**DONNÉES ENREGISTRÉES**
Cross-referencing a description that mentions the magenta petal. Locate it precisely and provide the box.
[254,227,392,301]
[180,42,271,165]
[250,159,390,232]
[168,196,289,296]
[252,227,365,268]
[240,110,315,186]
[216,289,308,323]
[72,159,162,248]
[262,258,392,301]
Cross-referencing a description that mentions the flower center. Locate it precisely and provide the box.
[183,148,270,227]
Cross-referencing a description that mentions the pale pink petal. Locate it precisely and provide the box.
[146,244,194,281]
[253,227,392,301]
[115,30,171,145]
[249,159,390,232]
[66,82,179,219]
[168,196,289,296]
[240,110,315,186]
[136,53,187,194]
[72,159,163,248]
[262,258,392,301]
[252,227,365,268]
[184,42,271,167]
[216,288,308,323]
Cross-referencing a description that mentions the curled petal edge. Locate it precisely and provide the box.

**CONSIGNE**
Réécrivez l'ensemble des données ci-dessus en remplaçant partout « Locate it precisely » par « Pinpoint it », sans rien modifier d'autre.

**RÉSULTAT**
Cross-referencing a description that mentions the magenta petal. Pinpoint it and provide the box.
[254,227,392,301]
[180,42,271,165]
[250,159,390,232]
[168,196,289,296]
[252,227,365,268]
[240,110,315,186]
[216,289,308,323]
[72,159,162,248]
[262,258,392,301]
Cross-referencing a description that mentions the flower center. Pinpoint it and provide the box.
[183,148,270,227]
Cross-referencing a description that mentions the pale pink petal. Pinpoint it and provide the box.
[146,244,194,281]
[253,227,392,301]
[115,30,171,145]
[249,159,390,232]
[66,82,179,219]
[168,196,289,296]
[240,110,315,186]
[136,53,187,194]
[72,159,163,248]
[262,258,392,301]
[252,227,365,268]
[184,42,271,167]
[216,288,308,323]
Cross-referencing a description that mentions the curled petal edge. Pinpoint it and provide the box.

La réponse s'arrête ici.